DOCUMENT EXCERPT
Campbell v. Jacksonville Kennel Club

Annotate this Case

66 So. 2d 495 (1953)

CAMPBELL v. JACKSONVILLE KENNEL CLUB, Inc.

Supreme Court of Florida, Special Division B.

July 24, 1953.

*496 P. Donald DeHoff, Jacksonville, for appellant.

Rush & Pierce, John A. Rush and Victor Blue, Jacksonville, for appellee.

PARKS, Associate Justice.

Dorothy L. Campbell brings action for slander in two counts against the defendant, Jacksonville Kennel Club, Inc. The first count charges that defendant at its race track, through a servant or employee acting within the scope of his employment, falsely and maliciously spoke and published of and concerning plaintiff the words, "`What man's pocket did you pick this out of?' meaning thereby that the plaintiff was a pickpocket and a criminal. Whereby, plaintiff suffered injury to her character and reputation, respect in the community and suffered mental anguish." The second count charges that the servant and employee spoke and published of her the words, "`I'm not cashing any ticket for any stoop.' meaning thereby, a person who picks up race track tickets off the ground and attempts to cash them in as his own purchased tickets. Whereby, plaintiff suffered injury to her character and reputation, respect in the community and suffered mental anguish."

The defense to the "pickpocket" count is that there was no publication of the slanderous words. The defense to the "stoop" count is that the charge is not per se slanderous and no special damages are alleged or proven.

On the occasion of the incident giving rise to the utterances the plaintiff with Mrs. Gerald J. Golden, a friend of several years standing, attended the dog races at defendant's track. They had attended the races together on numerous prior occasions and had bought "split" tickets many times. By "split ticket" is meant that each contributed $1 towards the purchase price of a $2 ticket. The winnings, if any, are, of course, divided equally between them. During the meet and prior to the running of the third race Mrs. Golden suggested that they split a 1-8 quinella ticket for that race which, after some discussion, was agreed to by plaintiff. Mrs. Golden then gave plaintiff $1 to which she added a like amount of her own money and bought the ticket retaining it in her possession. The ticket won and after several intervening races they went to the pay window to cash it, Mrs. Golden standing near plaintiff as she passed the ticket through the window for payment. It was at this point that defendant's employee, one Blattner, whose duty it was to cash the ticket, upon examining it, uttered the "pickpocket" charge. No one other than plaintiff and Mrs. Golden heard the charge. Upon plaintiff's demand the employee returned the ticket to her and she and Mrs. Golden turned away from the window and seeing nearby another of defendant's employees. one Pop Lavina, with whom they were well acquainted, related the incident to him. Thereupon, returning with them to the window he inquired of Blattner why he did not cash the ticket. His reply was the utterance charge in the "stoop" count.

TASK 1
Answer these questions about the court opinion, one per line:
(a) Which justice wrote the opinion?
(b) How much did each person contribute toward a "split" ticket?
(c) What was the name of the employee who refused to cash the ticket?
The court opinion and the listing that comes after it are unrelated.

EXTRACTED DATA
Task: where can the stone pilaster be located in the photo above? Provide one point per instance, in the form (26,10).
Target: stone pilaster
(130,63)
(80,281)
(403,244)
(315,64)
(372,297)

TASK 2
Rewrite every line of the listing, replacing "stone pilaster" with "stone column" and leaving everything else unchanged.

WRITTEN REPLY 1
(a) Parks, Associate Justice
(b) $1 each, toward the price of a $2 ticket
(c) Blattner

WRITTEN REPLY 2
Task: where can the stone column be located in the photo above? Provide one point per instance, in the form (26,10).
Target: stone column
(130,63)
(80,281)
(403,244)
(315,64)
(372,297)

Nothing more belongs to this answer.